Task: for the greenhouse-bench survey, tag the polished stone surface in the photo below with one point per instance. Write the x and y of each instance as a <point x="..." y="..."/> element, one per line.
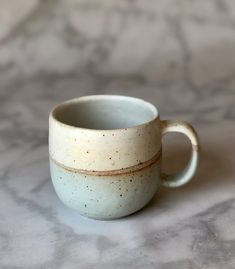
<point x="177" y="54"/>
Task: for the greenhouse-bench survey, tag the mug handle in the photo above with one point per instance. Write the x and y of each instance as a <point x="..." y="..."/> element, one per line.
<point x="182" y="177"/>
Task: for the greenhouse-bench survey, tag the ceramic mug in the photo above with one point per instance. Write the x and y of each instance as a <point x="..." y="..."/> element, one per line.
<point x="105" y="154"/>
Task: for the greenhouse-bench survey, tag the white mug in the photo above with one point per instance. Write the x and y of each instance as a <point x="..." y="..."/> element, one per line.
<point x="105" y="154"/>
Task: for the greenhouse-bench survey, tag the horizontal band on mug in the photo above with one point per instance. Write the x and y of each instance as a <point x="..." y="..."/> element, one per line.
<point x="127" y="170"/>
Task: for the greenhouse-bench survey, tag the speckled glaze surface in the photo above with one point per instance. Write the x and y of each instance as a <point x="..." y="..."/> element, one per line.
<point x="106" y="197"/>
<point x="105" y="154"/>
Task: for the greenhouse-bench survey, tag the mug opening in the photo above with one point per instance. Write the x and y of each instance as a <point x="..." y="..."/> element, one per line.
<point x="105" y="112"/>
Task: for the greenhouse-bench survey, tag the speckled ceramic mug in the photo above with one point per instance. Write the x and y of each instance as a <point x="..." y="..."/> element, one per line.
<point x="105" y="154"/>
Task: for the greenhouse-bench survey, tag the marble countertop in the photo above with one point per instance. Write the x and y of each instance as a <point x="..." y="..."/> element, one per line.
<point x="184" y="63"/>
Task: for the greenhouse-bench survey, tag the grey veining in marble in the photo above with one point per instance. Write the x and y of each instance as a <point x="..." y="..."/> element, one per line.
<point x="177" y="54"/>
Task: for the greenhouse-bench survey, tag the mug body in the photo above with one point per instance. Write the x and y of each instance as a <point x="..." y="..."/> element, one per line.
<point x="105" y="154"/>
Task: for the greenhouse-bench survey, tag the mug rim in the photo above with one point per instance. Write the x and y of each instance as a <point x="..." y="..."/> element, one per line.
<point x="81" y="99"/>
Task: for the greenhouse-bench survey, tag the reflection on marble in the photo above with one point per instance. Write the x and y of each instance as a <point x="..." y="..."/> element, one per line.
<point x="178" y="55"/>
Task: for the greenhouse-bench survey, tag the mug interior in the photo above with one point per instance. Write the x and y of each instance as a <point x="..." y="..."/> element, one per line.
<point x="105" y="112"/>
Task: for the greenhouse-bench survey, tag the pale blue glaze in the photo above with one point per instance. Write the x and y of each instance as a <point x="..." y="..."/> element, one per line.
<point x="106" y="197"/>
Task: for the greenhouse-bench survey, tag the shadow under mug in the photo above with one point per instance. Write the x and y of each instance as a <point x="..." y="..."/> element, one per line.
<point x="105" y="154"/>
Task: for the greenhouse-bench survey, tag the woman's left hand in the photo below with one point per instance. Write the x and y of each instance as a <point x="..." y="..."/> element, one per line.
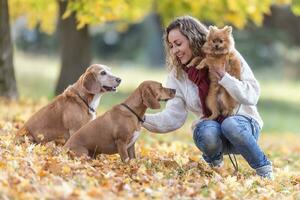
<point x="218" y="72"/>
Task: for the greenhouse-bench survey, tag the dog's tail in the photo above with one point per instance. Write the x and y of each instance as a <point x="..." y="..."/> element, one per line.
<point x="20" y="135"/>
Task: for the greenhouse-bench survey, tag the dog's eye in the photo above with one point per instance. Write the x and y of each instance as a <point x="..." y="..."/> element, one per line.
<point x="103" y="73"/>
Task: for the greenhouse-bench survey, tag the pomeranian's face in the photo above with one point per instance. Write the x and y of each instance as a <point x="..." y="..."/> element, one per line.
<point x="219" y="41"/>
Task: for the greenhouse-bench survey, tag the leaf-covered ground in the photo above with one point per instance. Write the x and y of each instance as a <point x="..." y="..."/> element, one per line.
<point x="168" y="168"/>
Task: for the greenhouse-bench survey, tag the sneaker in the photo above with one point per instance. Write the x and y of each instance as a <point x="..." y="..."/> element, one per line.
<point x="268" y="175"/>
<point x="265" y="172"/>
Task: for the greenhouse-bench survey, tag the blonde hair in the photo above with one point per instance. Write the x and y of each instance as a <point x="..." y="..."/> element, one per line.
<point x="194" y="31"/>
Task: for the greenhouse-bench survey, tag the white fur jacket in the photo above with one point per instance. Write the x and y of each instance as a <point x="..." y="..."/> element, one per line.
<point x="246" y="91"/>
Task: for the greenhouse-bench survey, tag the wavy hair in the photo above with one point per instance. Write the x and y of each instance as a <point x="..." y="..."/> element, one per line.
<point x="194" y="31"/>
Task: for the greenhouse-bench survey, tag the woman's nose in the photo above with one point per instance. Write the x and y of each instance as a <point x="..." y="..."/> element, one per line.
<point x="174" y="50"/>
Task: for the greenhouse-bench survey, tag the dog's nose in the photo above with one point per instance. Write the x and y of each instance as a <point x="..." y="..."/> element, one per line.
<point x="118" y="80"/>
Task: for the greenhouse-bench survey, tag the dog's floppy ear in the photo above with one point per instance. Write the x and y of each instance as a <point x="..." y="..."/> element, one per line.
<point x="91" y="84"/>
<point x="228" y="29"/>
<point x="149" y="99"/>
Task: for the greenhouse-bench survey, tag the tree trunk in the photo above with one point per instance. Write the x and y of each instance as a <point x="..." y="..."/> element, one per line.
<point x="75" y="49"/>
<point x="282" y="18"/>
<point x="8" y="86"/>
<point x="154" y="45"/>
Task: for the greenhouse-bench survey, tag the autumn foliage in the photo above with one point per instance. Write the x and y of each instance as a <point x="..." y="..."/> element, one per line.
<point x="168" y="168"/>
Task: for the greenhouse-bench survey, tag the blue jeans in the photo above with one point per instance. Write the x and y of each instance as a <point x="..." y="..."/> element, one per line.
<point x="236" y="134"/>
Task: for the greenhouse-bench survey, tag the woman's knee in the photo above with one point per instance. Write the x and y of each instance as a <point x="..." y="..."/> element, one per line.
<point x="207" y="134"/>
<point x="236" y="128"/>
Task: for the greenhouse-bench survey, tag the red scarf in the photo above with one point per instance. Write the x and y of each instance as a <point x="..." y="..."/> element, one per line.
<point x="201" y="79"/>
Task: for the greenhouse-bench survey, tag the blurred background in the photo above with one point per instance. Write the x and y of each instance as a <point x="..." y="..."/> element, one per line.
<point x="46" y="45"/>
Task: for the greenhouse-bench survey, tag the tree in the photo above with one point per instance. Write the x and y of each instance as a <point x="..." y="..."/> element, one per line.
<point x="75" y="49"/>
<point x="74" y="18"/>
<point x="8" y="86"/>
<point x="95" y="12"/>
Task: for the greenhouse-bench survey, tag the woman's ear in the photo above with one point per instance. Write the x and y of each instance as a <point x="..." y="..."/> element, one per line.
<point x="149" y="99"/>
<point x="91" y="84"/>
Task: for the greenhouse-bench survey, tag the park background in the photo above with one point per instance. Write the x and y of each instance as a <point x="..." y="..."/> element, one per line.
<point x="46" y="45"/>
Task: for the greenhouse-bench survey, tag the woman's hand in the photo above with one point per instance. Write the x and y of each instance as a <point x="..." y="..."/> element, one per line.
<point x="218" y="72"/>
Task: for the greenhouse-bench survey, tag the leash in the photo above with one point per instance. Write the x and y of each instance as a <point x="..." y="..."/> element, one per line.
<point x="139" y="118"/>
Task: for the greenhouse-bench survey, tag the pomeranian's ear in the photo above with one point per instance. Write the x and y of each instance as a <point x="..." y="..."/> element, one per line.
<point x="212" y="28"/>
<point x="228" y="29"/>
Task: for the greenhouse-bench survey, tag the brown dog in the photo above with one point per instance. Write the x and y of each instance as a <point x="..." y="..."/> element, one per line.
<point x="219" y="52"/>
<point x="115" y="131"/>
<point x="73" y="108"/>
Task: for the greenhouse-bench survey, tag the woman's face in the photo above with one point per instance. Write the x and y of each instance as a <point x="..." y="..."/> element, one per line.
<point x="179" y="46"/>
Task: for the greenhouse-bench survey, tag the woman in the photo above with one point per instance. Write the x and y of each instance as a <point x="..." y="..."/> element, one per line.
<point x="236" y="134"/>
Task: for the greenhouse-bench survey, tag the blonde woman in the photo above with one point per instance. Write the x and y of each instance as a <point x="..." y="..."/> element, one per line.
<point x="235" y="134"/>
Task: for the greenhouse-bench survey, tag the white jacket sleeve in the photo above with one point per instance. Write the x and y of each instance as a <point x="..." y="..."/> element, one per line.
<point x="174" y="114"/>
<point x="246" y="91"/>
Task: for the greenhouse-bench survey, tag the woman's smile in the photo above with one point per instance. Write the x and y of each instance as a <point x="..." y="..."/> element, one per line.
<point x="179" y="46"/>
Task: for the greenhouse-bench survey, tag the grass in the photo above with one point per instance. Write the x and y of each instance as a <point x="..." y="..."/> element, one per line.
<point x="279" y="104"/>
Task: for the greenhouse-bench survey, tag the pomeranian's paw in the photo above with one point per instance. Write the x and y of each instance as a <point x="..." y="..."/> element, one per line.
<point x="195" y="62"/>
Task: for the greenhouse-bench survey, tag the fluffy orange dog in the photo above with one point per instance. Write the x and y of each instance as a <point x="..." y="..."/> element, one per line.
<point x="220" y="52"/>
<point x="72" y="109"/>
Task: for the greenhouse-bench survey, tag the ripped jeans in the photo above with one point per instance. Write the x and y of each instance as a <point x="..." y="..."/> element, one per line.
<point x="235" y="135"/>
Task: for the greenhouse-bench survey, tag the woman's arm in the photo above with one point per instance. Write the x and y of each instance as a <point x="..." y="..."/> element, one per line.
<point x="245" y="91"/>
<point x="174" y="114"/>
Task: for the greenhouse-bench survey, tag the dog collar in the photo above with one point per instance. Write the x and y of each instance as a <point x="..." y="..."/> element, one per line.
<point x="90" y="108"/>
<point x="139" y="118"/>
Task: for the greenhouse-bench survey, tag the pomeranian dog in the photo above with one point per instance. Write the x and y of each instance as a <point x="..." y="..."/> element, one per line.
<point x="220" y="53"/>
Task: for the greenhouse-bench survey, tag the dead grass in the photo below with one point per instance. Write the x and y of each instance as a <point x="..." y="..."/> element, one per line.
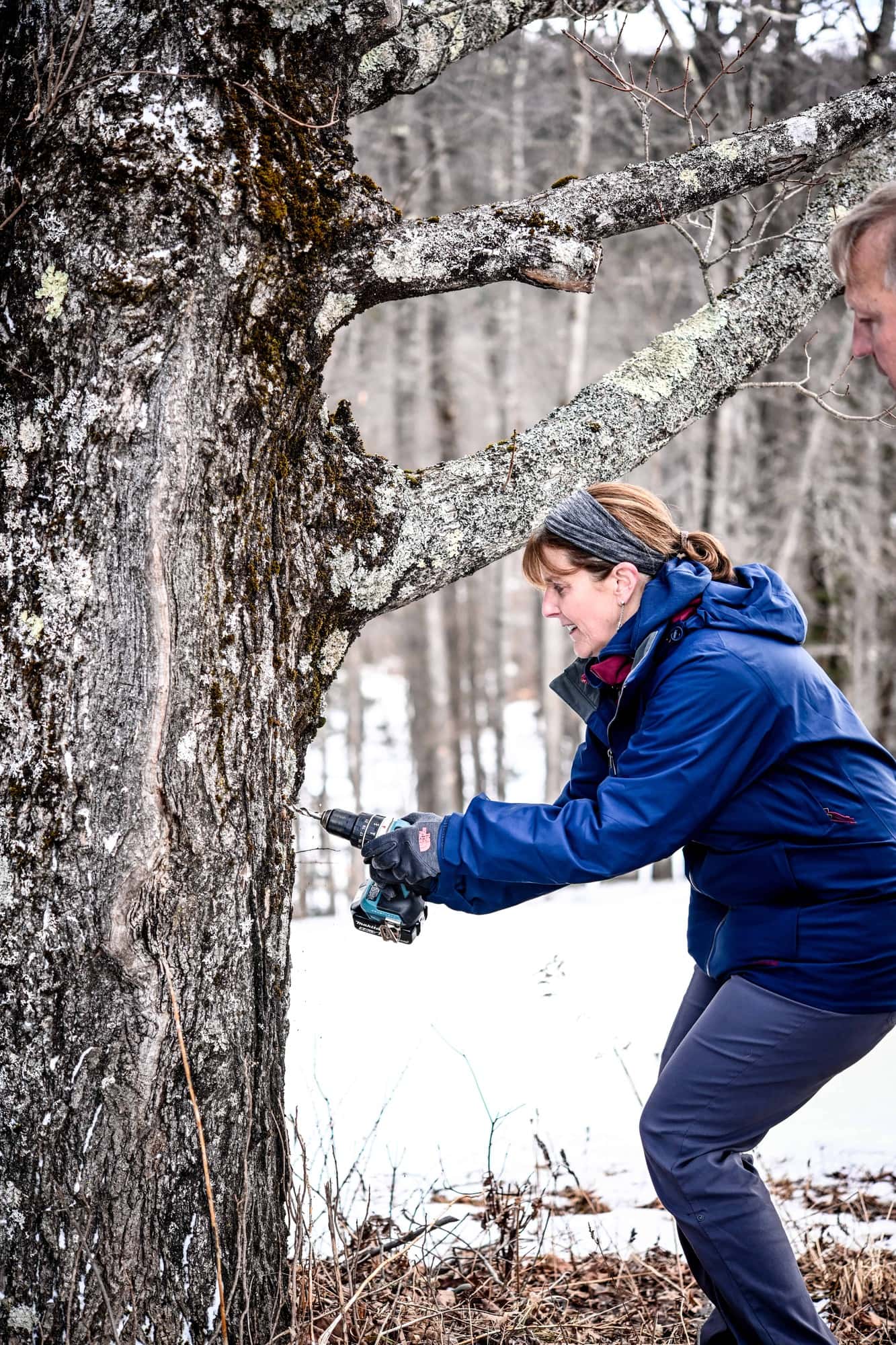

======

▶ _BRIEF_: Give back exactly the lines from the line with "Task: for the greenhouse-bench survey, tag the woman's arm" through the end of the material above, and omit every picture.

▶ _WORKED SOLUTION_:
Task: for the greenhouse-bench survey, tag the woman's arm in the photo above with one point per instance. Write the x and y of each instance as a <point x="..." y="..."/> element, one per line.
<point x="245" y="91"/>
<point x="174" y="114"/>
Task: for the greenhouse-bench survey, tag the dog collar in the photo above with one point per instance. Write the x and y of each instance as a <point x="..." y="..."/> element, one per line.
<point x="90" y="108"/>
<point x="139" y="118"/>
Task: for the greenhouse-bench survey, tag the pomeranian dog in the photo above with one point per instance. Write the x and y of each instance as a <point x="..." y="..."/> element, one per line.
<point x="220" y="53"/>
Task: for the greenhouse-bench survey, tag the dead grass in the photo below with one point per instance. Write the x and y of each instance as a <point x="..." y="..."/> element, one per line.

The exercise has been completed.